▸ Task
Arrange the lines of the material below into a JSON list of strings, one string per line with blank lines omitted, covering only the span from the line containing "Detect navy blue sun hat." through the line containing "[232,398,253,412]", inclusive.

▸ Exercise data
::::::::
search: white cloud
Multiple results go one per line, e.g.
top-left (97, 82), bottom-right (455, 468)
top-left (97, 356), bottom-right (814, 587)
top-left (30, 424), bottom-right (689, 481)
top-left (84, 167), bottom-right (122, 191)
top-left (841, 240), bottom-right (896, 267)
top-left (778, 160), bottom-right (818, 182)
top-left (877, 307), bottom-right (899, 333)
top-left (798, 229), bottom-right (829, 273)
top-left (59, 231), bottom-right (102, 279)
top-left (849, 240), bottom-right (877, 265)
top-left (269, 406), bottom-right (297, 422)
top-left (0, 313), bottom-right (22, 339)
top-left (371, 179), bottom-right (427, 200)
::::::::
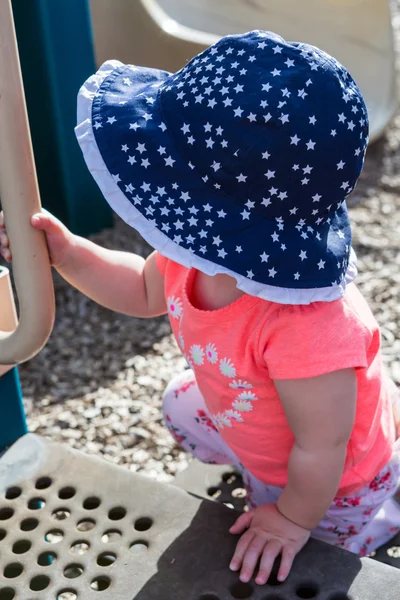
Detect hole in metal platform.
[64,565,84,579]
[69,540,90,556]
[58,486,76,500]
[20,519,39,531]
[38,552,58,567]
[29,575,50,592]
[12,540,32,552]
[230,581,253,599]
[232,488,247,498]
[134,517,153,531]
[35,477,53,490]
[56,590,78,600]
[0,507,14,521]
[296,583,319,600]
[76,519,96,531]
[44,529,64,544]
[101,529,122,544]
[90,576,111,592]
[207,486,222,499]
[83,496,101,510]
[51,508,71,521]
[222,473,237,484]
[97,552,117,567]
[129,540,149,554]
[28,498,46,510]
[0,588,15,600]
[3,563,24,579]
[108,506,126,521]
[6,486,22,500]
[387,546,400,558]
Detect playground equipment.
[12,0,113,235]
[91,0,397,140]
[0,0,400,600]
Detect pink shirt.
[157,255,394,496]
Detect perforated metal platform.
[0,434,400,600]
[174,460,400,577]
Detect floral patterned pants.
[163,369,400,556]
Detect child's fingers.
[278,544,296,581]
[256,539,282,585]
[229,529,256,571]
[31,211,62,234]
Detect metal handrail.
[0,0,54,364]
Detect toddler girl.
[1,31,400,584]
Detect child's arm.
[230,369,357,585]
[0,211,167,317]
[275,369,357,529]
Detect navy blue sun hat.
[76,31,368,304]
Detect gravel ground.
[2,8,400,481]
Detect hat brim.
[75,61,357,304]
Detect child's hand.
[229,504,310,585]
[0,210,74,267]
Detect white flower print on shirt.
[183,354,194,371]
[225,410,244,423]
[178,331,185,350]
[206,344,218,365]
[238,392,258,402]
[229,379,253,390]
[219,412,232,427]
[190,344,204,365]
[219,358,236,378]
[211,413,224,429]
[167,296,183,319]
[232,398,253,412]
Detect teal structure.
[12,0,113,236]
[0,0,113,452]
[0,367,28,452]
::::::::
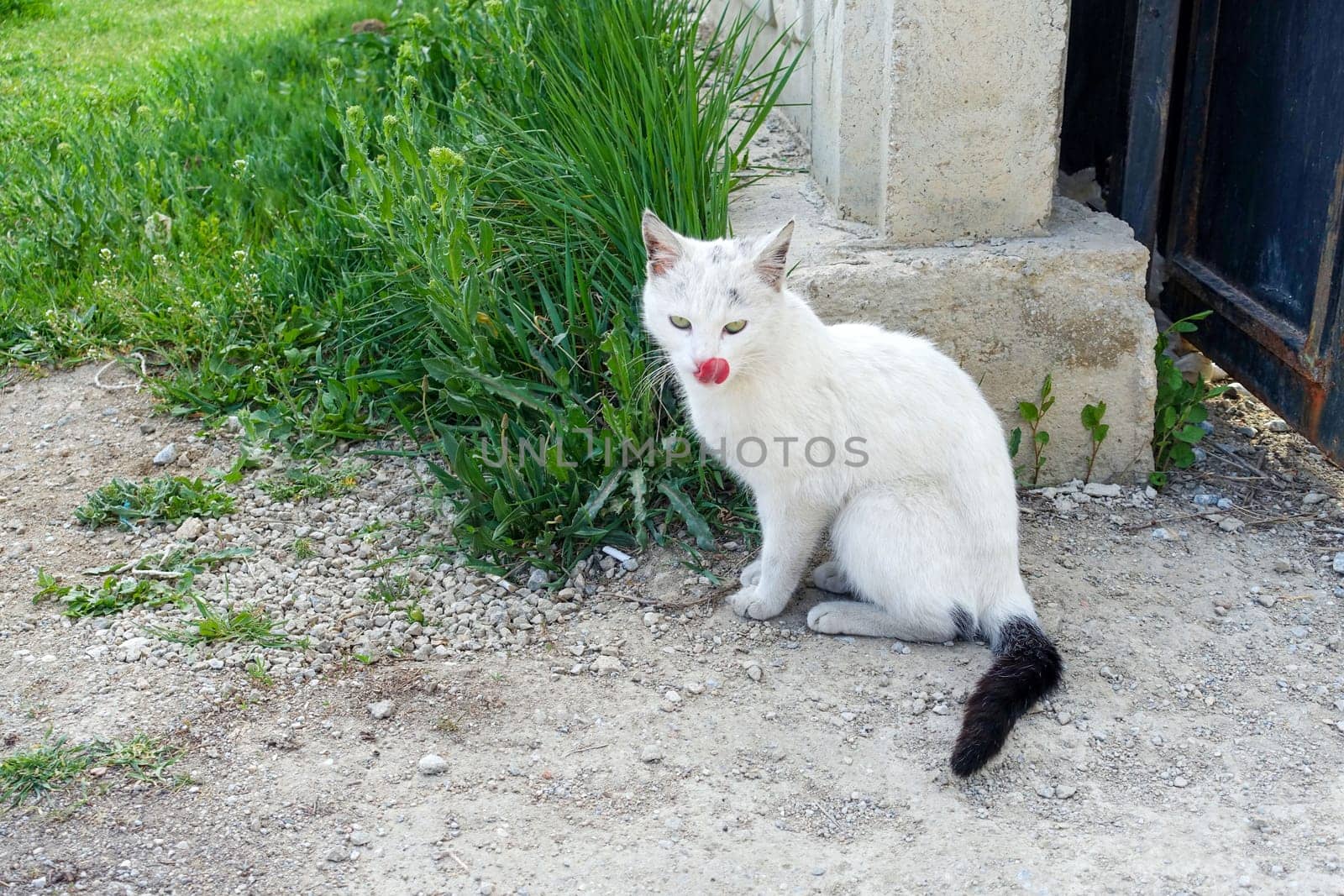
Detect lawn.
::::::::
▸ Result for this exercise
[
  "Detect navy blue sun hat.",
  "[76,31,368,304]",
  "Detect gravel ground.",
  "[2,8,400,481]",
  "Detect hat brim.",
  "[75,61,357,304]",
  "Detect child's hand.",
  "[229,504,310,585]",
  "[0,210,74,267]",
  "Detect white flower print on shirt.",
  "[183,354,194,371]",
  "[225,410,244,423]",
  "[178,331,185,350]",
  "[206,344,218,365]",
  "[238,392,258,402]",
  "[229,379,253,390]",
  "[219,412,232,427]",
  "[190,344,204,365]",
  "[219,358,236,378]",
  "[211,413,224,429]",
  "[167,296,183,319]",
  "[232,398,253,412]"
]